__PROBLEM DESCRIPTION__
Convert the records below into a JSON array of strings, one string per line, with blank lines and the pictures omitted.

__SOURCE DATA__
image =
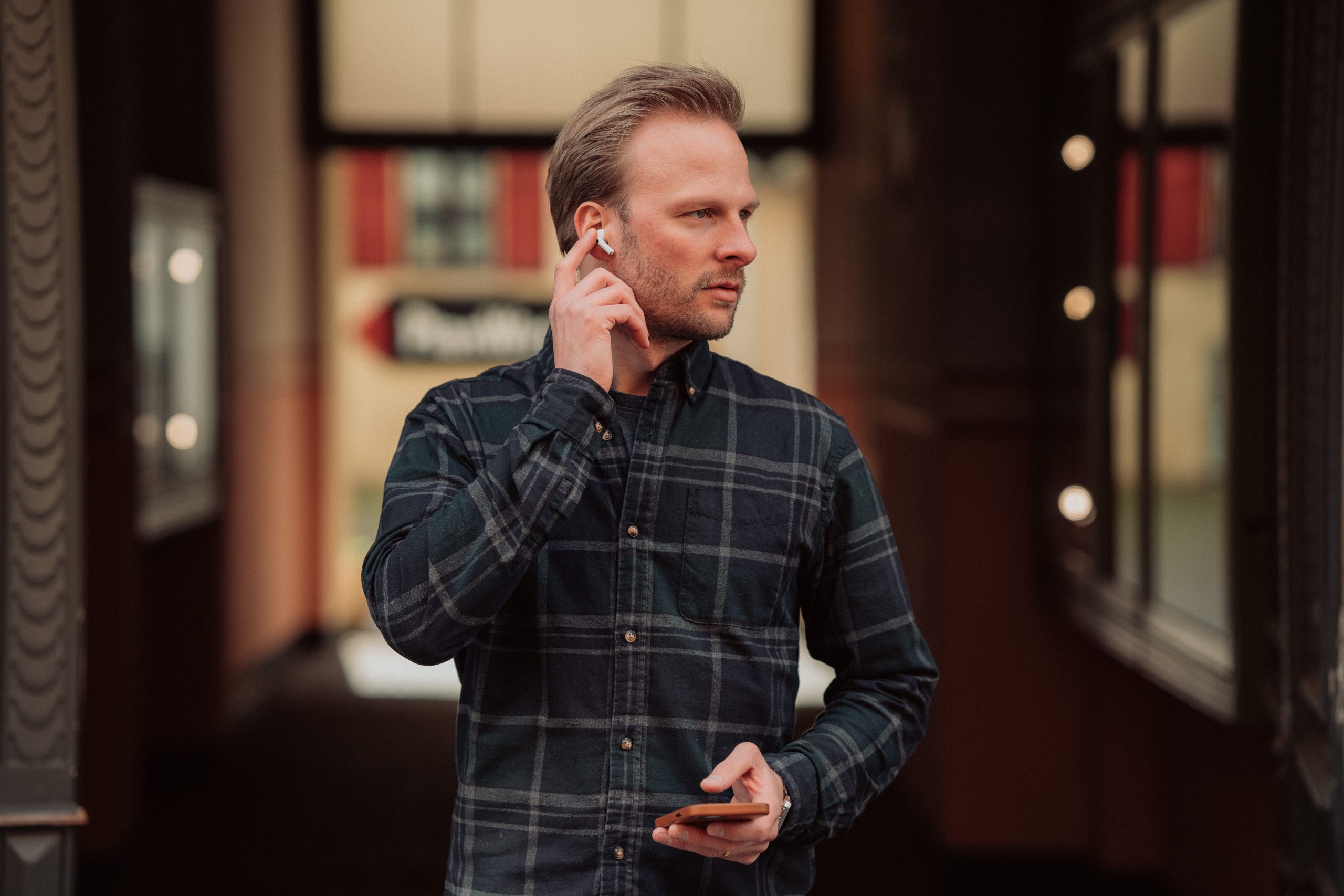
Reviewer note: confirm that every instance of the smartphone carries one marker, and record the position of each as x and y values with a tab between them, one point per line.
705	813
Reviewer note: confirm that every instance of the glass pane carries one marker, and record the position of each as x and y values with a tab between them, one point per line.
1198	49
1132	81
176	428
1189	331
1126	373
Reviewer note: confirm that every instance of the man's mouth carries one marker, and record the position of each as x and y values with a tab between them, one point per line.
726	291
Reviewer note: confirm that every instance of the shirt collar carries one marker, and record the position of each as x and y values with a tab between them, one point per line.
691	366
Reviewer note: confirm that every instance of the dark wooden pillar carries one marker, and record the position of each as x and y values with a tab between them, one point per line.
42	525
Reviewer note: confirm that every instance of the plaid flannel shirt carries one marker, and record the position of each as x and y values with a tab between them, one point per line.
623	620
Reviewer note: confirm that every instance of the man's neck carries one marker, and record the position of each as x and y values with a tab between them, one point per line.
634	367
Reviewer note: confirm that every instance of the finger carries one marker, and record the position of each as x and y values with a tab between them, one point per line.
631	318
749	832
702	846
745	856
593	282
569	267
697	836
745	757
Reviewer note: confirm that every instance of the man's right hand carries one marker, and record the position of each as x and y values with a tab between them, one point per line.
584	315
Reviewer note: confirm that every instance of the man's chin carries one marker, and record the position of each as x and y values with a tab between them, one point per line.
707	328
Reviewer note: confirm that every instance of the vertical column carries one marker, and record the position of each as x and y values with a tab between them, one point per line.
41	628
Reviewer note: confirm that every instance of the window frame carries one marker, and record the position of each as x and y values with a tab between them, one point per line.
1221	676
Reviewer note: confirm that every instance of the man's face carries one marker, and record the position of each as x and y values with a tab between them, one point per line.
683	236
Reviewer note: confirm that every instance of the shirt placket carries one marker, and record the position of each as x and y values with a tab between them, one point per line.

__EXERCISE RESULT__
[
  "image =",
  "Reviewer note: confirm that every instance of the smartphone carries one marker, and record the position of each as x and y values with a tab between them, one point per line.",
  "705\t813",
  "Reviewer note: confirm that every instance of the glass pane carries one marker, and record the position of each as x and y values with a tab between them, one point per line.",
  "1198\t49",
  "1132\t81",
  "176\t428",
  "1189\t331",
  "1126\t373",
  "Reviewer note: confirm that every instance of the man's mouth carries one marker, and record the position of each as x and y values with a tab between them, one point per line.",
  "726\t291",
  "Reviewer note: confirm that every instance of the shirt collar carries one marker, and record the position of each as x and y values with a tab between them, one point per line.",
  "691\t366",
  "Reviewer note: confirm that every instance of the dark wooden pillar carries one marker, and record the position of each as x and y values with a tab between them, one point per line.",
  "42\t525",
  "Reviewer note: confirm that every instance of the plaid flannel shirt carries one marker, and record the position of each as x and y values with a tab between them, one point per line.",
  "623\t620",
  "Reviewer note: confirm that every instance of the man's neck carries one marker, and record the position of each as x and y values with a tab between them, one point per line.",
  "634\t367",
  "Reviewer note: confirm that every instance of the finger carries one marker, and record the position of each as x and y values with a tab between them, one point per line.",
  "631\t318",
  "749\t832",
  "702\t846",
  "745\t856",
  "593\t282",
  "569\t267",
  "697\t836",
  "745\t757",
  "Reviewer note: confirm that every instance of the man's right hand carries one marker, and record the position of each as x and y values with a tab between them, one point per line.",
  "584\t315",
  "Reviewer note: confirm that every instance of the man's chin carries one marker, and record the position of each as x and y values with a tab between them, one point per line.",
  "707\t328",
  "Reviewer note: confirm that every instance of the vertical column carries one marker, and record the position of each as x and y values with a tab between them, one point per line.",
  "41\t628",
  "Reviewer note: confirm that every instance of the window frame carries one marker, and record the position of each as x and y values with a tab between them, one point per line.",
  "1221\t676",
  "Reviewer note: confirm that every instance of the man's face carries one marker, and record the position of each as x and y values with a tab between them, one point per line.",
  "683\t236",
  "Reviewer note: confirm that every instance of the shirt placket carries one marker, and record the position of each as x and y values with a tab between them, one point per line."
]